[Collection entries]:
----------

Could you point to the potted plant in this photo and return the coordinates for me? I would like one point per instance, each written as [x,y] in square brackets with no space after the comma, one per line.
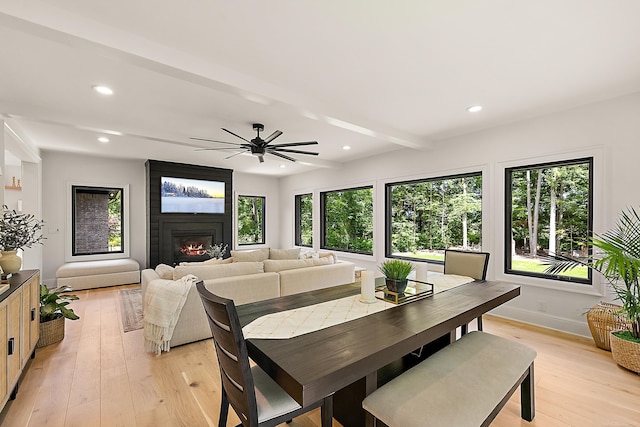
[17,231]
[53,311]
[618,260]
[396,272]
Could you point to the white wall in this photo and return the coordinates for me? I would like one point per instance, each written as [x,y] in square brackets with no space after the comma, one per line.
[259,185]
[610,131]
[59,170]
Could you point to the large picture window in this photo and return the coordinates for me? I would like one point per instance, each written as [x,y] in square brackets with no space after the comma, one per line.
[548,211]
[304,220]
[424,217]
[97,220]
[347,220]
[251,223]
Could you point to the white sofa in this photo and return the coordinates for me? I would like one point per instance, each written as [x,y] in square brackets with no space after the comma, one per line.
[246,282]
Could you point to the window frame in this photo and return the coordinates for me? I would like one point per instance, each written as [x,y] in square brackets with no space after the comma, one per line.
[70,255]
[298,220]
[264,220]
[388,208]
[323,220]
[508,208]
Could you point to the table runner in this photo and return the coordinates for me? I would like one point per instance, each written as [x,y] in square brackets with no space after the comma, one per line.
[299,321]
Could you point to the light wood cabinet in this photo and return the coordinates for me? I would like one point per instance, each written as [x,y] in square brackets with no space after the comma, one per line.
[19,329]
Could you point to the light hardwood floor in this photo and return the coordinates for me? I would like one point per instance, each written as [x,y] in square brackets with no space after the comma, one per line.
[101,376]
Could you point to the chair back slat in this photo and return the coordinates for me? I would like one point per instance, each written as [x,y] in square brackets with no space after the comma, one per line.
[231,351]
[466,263]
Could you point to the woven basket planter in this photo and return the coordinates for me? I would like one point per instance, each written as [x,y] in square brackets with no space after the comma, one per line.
[626,353]
[51,332]
[604,318]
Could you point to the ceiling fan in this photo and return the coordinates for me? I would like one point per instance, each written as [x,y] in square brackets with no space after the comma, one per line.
[259,147]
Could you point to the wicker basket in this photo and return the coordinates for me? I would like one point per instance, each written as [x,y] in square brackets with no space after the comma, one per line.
[604,318]
[51,332]
[626,353]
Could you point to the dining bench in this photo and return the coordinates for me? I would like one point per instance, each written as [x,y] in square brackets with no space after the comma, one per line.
[465,384]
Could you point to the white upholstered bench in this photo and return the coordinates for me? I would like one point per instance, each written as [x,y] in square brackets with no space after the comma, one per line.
[465,384]
[97,274]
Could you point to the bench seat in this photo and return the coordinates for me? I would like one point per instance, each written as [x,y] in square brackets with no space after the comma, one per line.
[96,274]
[464,384]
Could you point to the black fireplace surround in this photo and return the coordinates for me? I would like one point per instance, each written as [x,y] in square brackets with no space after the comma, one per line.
[176,237]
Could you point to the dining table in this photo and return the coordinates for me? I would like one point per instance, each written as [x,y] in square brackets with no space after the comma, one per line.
[351,359]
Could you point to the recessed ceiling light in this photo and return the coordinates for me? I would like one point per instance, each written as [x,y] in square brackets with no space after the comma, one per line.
[103,90]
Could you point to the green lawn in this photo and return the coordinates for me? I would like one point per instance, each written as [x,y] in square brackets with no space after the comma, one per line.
[528,265]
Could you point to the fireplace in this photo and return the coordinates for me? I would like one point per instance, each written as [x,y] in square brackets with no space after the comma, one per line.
[185,241]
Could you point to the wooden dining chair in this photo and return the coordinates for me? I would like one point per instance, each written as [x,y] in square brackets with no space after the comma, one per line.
[470,264]
[257,399]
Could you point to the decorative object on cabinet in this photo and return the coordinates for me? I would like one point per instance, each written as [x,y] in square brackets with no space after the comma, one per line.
[53,311]
[17,231]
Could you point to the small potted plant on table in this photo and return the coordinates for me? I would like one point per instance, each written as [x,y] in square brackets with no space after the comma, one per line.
[53,311]
[396,272]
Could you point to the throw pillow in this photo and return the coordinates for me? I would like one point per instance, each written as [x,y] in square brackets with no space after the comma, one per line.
[293,253]
[205,272]
[274,265]
[250,256]
[165,271]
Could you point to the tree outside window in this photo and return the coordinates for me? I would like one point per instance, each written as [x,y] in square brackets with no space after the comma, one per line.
[98,217]
[304,219]
[347,220]
[549,211]
[425,217]
[251,223]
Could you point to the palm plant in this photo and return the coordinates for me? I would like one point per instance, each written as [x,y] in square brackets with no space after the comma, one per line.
[618,261]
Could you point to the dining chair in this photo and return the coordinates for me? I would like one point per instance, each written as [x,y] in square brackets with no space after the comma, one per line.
[257,399]
[470,264]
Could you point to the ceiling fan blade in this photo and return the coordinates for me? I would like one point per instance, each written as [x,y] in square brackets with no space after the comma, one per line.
[283,150]
[275,153]
[235,154]
[295,144]
[237,136]
[219,142]
[273,136]
[217,149]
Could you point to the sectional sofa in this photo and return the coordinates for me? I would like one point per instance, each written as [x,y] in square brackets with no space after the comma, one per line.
[247,277]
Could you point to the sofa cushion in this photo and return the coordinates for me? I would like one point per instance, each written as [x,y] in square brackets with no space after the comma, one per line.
[275,265]
[165,271]
[293,253]
[250,256]
[206,272]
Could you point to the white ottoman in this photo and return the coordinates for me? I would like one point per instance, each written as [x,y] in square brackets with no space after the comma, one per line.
[97,274]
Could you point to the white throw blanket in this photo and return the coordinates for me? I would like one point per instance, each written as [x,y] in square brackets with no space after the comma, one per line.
[163,303]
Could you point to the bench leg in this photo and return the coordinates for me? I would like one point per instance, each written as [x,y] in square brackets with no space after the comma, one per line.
[527,397]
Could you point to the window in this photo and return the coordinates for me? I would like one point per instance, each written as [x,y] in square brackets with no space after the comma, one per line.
[97,220]
[304,219]
[548,210]
[347,220]
[251,220]
[424,217]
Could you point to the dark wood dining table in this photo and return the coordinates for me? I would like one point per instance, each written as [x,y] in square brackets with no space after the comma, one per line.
[314,365]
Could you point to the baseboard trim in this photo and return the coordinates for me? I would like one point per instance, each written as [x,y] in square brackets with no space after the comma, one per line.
[544,320]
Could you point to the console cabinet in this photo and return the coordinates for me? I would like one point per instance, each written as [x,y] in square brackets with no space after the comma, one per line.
[19,329]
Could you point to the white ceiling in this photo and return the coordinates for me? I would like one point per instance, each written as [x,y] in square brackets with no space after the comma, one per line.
[404,72]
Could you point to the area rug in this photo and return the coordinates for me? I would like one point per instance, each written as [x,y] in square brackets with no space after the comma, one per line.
[131,309]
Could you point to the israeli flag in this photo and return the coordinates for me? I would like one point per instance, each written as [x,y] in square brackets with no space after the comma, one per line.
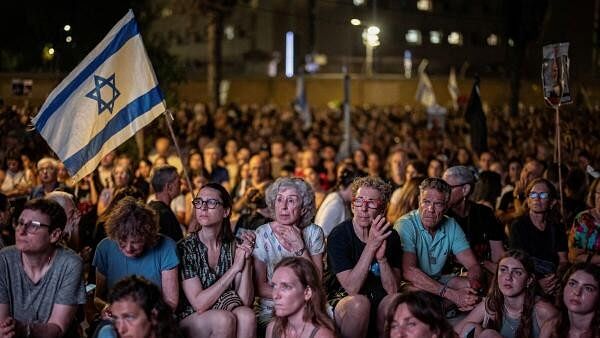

----------

[WHAT THIS TASK INVOLVES]: Output the entries above exactly. Drop the pictures.

[FINISHED EXERCISE]:
Could you point to the potted plant in this photo and return the coordinates for me? I would like one point per instance, each written as [x,y] in square brackets with no space after the comma, one per line.
[17,231]
[53,311]
[618,260]
[396,272]
Could you point to the white wall in this photo and return the coordinates for me? I would like one point per instance, each written as [x,y] in square brackets with no space after the comma, one per line.
[259,185]
[610,131]
[59,170]
Could you point to the large picture window in this photo and return the coordinates for me? I would like one point per instance, each written as [x,y] in square brackets with no space after the comma, one per line.
[548,211]
[304,220]
[424,217]
[97,220]
[347,220]
[251,223]
Could you point to the white sofa in this photo and return the coordinates for me? I would like one point per instance, each written as [x,y] in square brackets with no space after the comma, one per line.
[246,282]
Could you point to the window frame in this photo and return the coordinates for me? I would like one point per instance, each written as [x,y] in square brackets with no space after the comma, one per line.
[70,255]
[298,220]
[264,220]
[388,208]
[323,220]
[508,208]
Could you point to the table runner in this photo and return the coordinates for me? I would like one point per instance, each written as [x,y] in square brackets with no space after the comma, one per line.
[299,321]
Could you point to the light wood cabinet in this photo and return the coordinates for me? I would like one point per instance, each written as [x,y] in square brackets with no space after the comma, one per line.
[19,329]
Could you point to the light hardwood floor in this photo and return the coordinates for me? I would like one point per instance, each written as [x,y] in square brackets with no space after the comma, one per line.
[101,376]
Could you point to the chair back slat in this photo and return the coordinates for me? I would like one point per instance, each written as [x,y] in square brackets with no space after the comma, one per line.
[231,351]
[466,263]
Could you point to the woven basket planter in this photo and return the coordinates for me? I would like one point per instance, each written as [x,y] in square brackets with no space after the comma, one per line.
[626,353]
[51,332]
[604,318]
Could you point to the ceiling fan in this photo and return the coordinates for me? I would like one point per instance, each written as [x,y] in square brackets with no space after the comma, one per line.
[259,147]
Could you point to the wicker basket in this photo and return the coordinates for me? I would like one point per instance, each written as [x,y] in square brackets with no space after the comma, one per line.
[604,318]
[51,332]
[626,353]
Could you point to the dining bench in this photo and return the coordinates for me? I would like one point per instance, each written as [x,y] in square brackets with no space after the comma, one per line.
[465,384]
Could you point to the white upholstered bench in this photo and return the coordinates for me? I would like one point per instance, each written as [x,y] in square brackets with no space after the comma, one per line.
[465,384]
[97,274]
Could you point to the bench seat in this photo and return the coordinates for me? I would like one point per instance, each written as [x,y] in square brackets with no space after the comma, one per line.
[96,274]
[464,384]
Could you point to the black fireplace surround in this photo and return the coordinates for me? I would like one point per instance, each written as [x,y] in square brackets with no space after the comma, one per line.
[176,237]
Could you point to the dining table in this photo and return the coordinates for me? I would like one point per instance, each written as [x,y] in square brackets with no space after the comma, one per line.
[351,359]
Could you point to the recessed ceiling light in this photo and return the coordinates for me? I would like one point per instance, each written as [x,y] in square brackets with no space after the comma, one per line.
[103,90]
Could you point to the green lawn in this photo and return the coordinates for me? I would like one point per instance, each written as [x,y] in square brackets with no space after the comma, one per line.
[528,265]
Could you point to the fireplace in this photo and return the coordinates for me? I would like one point per instance, each written as [x,y] in square brackets with no space after the comma, one per line.
[185,241]
Could you point to the wooden dining chair in this photo and return the coordinates for me? I would like one point per instance, each written as [x,y] in square brackets with no space after the comma, one per line.
[470,264]
[257,399]
Could you point to the decorative object on cabinet in this photo and return the coordinates for me? I would like one point per instance, each written as [x,y] in square brackets with no space after the comma, one per line.
[53,311]
[17,231]
Could you point to the small potted plant on table in this photo and return the coordinates for me? I would like one point per instance, each written as [x,y] in square brackets with no space after the comma, one per line.
[53,311]
[396,272]
Could you point to the throw pillow in this photo and return the coordinates for me? I would like one point per instance, each written as [x,y] in square brackets with no space after the comma, one per line.
[293,253]
[205,272]
[274,265]
[250,256]
[165,271]
Could you point to the tree outside window in this photo and return the coordinates for me? I would like one point per instance, each written as [x,y] in square brackets with no space after the comma, one per line.
[98,217]
[304,219]
[347,220]
[549,211]
[425,217]
[251,223]
Could you point to the palm plant in this photo and return the coordinates for me? I would like one point per instance, each written as [x,y] in square brackets with no space after the comma, one per line.
[618,261]
Could you point to the dining chair in this photo and return the coordinates for me? I would like one point per instance, each written as [x,y] in square brackets with no space after the comma, one per line.
[257,399]
[470,264]
Could you point to the ceiling fan blade in this photo and return the coordinates for me? I would like one point per instance, each written as [x,y] in square brackets with no space after the comma, one per line.
[283,150]
[275,153]
[235,154]
[295,144]
[237,136]
[219,142]
[273,136]
[217,149]
Could you point to the sectional sofa in this photo and return the coordinates for me? I would like one point per instance, each written as [x,y] in square brackets with no space after the comma, one per line.
[247,277]
Could you point to the sofa cushion in this photo and return the coordinates for me? I would like one point per instance, each written as [x,y] in square brackets with no space after the comma, one per line.
[275,265]
[165,271]
[293,253]
[250,256]
[206,272]
Could you point to the white ottoman in this photo and return the coordinates for me? I would like one point per instance, each written as [x,y] in square brackets with no space after the comma, one per line.
[97,274]
Could you point to the white throw blanket in this photo and return the coordinates for me? I would like one point per instance, each written as [x,y] in square brackets with no space after the comma, one per line.
[163,303]
Could you point to the bench leg in this photo and return the coordinates for me? I would like one point per instance, each written as [x,y] in square brackets with no space after the comma, one per line.
[527,397]
Could you point to the window in this photo and return the coordinates for me? I would like one point per instance, each written as [x,y] in square brackets with no space after the comma, one per line.
[97,220]
[304,219]
[548,210]
[347,220]
[251,220]
[424,217]
Could you point to the dark wood dining table in this photo and return the coordinates for me? I would like one point per instance, each written as [x,y] in square brackets with no space after the comma, one per line.
[314,365]
Could you point to the baseboard trim in this photo and return the coordinates for me? I would like one point per instance, each written as [x,y] in square brackets with no space after the comma, one per line.
[544,320]
Could you point to the console cabinet in this photo and return the coordinates for me? I would like one point per instance, each written as [x,y] in square brackets with no space after the comma, one per line.
[19,329]
Could you point to the white ceiling in this photo and return the coordinates for me? I would like one point per instance, each written as [x,y] in square brackets with no space after the comma, one per line.
[404,72]
Could you point to the area rug in this photo and return the coordinates for me? I would like one point per instance, each written as [x,y] in square brackets with no space after the comma, one per line.
[131,309]
Could you point to the israeli flag in this photo and return the coordinates for me? I would like one point per instance, each written as [x,y] in square brackets with no space after the comma, one per line.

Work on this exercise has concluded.